* [Instructions to follow]:
Everything from the line containing "Target: lamp shade" to the final line of the records below should be given again exactly, and nothing else.

__________________________________________________

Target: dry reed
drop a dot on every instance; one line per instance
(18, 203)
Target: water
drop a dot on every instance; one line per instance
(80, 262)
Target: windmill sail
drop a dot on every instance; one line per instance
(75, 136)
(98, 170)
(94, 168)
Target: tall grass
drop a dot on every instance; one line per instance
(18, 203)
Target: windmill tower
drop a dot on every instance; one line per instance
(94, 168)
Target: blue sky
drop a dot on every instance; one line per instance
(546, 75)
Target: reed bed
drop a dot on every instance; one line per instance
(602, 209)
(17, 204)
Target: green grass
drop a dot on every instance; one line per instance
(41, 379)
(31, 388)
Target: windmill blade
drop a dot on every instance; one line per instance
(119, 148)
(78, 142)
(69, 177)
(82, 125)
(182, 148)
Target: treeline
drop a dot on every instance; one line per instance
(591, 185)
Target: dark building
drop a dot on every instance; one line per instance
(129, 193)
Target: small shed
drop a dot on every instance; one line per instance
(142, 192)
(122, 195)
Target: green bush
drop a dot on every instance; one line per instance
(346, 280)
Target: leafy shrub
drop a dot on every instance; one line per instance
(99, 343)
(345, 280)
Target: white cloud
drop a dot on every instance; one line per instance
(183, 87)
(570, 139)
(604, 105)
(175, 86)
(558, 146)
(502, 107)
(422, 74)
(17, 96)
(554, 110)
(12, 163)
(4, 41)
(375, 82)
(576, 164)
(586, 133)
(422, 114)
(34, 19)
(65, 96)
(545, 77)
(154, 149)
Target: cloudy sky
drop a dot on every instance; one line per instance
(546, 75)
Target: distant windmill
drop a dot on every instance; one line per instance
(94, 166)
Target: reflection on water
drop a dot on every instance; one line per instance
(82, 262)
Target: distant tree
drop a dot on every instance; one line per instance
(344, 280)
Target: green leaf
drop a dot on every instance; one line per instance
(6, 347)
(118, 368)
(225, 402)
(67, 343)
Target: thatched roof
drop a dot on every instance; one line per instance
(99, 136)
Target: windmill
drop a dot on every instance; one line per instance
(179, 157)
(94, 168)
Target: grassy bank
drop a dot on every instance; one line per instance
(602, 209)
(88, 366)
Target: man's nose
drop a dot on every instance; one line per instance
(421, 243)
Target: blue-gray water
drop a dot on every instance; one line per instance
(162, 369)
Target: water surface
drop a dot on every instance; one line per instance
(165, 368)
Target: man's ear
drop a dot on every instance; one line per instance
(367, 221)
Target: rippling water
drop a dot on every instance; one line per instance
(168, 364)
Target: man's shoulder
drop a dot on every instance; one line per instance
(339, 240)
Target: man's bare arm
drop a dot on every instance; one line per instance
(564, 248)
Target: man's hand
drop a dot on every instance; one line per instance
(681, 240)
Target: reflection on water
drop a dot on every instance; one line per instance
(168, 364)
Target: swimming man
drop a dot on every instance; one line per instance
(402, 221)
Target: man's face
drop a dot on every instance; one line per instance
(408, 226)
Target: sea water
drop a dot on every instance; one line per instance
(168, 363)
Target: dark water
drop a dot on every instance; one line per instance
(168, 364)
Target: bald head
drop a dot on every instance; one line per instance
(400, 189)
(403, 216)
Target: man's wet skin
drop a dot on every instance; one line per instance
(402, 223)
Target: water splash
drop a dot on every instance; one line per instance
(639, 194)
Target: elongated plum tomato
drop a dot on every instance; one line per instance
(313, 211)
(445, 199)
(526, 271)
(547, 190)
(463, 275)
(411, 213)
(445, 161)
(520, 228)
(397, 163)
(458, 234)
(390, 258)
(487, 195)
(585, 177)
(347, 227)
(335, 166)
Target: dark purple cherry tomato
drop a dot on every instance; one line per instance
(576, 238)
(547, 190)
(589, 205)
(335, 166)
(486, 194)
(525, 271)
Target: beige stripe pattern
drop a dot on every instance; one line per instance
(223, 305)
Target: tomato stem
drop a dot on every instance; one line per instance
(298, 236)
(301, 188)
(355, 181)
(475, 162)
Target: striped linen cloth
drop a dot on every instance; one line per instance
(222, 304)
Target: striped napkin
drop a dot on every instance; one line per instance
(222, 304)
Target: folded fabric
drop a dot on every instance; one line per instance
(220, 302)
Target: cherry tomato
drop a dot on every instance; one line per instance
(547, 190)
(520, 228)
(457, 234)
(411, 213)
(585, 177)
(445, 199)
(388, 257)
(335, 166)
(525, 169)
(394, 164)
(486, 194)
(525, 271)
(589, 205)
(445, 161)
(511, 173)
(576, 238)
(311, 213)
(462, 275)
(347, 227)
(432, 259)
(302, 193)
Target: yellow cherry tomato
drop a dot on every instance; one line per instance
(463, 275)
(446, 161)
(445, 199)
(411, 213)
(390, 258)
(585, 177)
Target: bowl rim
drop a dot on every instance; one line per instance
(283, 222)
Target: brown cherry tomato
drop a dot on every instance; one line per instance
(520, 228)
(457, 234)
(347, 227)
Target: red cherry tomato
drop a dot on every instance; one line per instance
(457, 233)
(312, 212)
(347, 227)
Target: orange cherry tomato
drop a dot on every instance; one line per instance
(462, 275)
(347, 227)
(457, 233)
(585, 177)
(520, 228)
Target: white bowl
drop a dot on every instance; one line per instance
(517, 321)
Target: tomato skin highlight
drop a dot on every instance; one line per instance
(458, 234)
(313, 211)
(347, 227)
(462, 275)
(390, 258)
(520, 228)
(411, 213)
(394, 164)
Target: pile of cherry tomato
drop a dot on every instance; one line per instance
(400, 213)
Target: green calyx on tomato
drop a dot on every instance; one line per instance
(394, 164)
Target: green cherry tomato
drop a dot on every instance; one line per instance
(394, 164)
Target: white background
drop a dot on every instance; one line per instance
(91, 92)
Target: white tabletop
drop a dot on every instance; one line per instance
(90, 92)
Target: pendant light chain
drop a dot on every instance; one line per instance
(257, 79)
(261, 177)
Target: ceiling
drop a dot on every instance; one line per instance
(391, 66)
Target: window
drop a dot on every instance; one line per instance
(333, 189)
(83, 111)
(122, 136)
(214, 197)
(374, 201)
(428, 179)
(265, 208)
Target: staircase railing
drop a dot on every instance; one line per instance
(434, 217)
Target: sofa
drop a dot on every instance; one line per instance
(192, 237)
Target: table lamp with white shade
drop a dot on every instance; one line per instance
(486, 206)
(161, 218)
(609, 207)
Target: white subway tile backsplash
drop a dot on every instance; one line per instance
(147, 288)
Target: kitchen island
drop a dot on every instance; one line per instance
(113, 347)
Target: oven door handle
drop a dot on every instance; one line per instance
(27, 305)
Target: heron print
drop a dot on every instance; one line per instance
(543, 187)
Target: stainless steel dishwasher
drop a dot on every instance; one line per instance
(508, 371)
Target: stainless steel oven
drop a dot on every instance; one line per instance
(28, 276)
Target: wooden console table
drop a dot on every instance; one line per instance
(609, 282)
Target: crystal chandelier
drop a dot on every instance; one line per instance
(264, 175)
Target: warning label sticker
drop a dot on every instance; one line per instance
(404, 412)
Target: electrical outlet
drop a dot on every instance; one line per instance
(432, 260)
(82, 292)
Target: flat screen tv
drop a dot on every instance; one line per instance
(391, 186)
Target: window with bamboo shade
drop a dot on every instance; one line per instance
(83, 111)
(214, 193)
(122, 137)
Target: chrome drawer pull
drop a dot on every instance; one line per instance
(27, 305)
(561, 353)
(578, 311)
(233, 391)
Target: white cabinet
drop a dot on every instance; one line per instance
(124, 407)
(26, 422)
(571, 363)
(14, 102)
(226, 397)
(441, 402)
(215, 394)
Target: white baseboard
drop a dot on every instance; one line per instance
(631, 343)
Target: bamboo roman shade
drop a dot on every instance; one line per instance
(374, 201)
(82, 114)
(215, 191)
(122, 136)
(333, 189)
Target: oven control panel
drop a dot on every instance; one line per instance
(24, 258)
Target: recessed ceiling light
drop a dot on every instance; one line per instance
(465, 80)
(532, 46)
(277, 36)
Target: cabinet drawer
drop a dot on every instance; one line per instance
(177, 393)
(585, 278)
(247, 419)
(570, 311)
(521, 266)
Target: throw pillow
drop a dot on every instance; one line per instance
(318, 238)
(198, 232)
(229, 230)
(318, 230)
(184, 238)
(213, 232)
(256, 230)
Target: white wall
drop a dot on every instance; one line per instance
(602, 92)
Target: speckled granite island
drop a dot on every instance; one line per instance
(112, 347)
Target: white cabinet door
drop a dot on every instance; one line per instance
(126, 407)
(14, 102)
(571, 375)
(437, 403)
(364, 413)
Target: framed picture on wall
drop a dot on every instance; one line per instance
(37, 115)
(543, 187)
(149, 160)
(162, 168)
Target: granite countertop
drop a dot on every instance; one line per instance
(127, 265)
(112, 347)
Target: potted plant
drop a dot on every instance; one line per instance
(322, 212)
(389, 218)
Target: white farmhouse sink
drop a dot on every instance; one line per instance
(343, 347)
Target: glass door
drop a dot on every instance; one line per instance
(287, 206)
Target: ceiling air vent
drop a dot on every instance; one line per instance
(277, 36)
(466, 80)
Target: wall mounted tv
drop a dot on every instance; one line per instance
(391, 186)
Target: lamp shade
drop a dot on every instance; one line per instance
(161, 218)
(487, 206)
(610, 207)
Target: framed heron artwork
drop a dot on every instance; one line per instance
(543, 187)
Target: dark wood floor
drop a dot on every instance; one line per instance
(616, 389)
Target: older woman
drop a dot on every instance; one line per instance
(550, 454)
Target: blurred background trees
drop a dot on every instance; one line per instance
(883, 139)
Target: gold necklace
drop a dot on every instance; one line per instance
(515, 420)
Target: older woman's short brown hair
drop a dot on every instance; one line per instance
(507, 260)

__________________________________________________

* [Response to the task]:
Target: lamp shade
drop a dot on every instance; one line per instance
(161, 218)
(487, 206)
(610, 207)
Target: framed heron artwork
drop a dot on every instance; one line per instance
(543, 187)
Target: dark wood floor
drop a dot on every instance; one line per instance
(616, 389)
Target: older woman
drop a dot on every instance; one line per instance
(550, 454)
Target: blurred background trees
drop a dot on every instance; one line per instance
(883, 139)
Target: gold necklace
drop a dot on every instance; one line per instance
(515, 420)
Target: older woman's short brown hair
drop a dot on every instance; one line per instance
(507, 260)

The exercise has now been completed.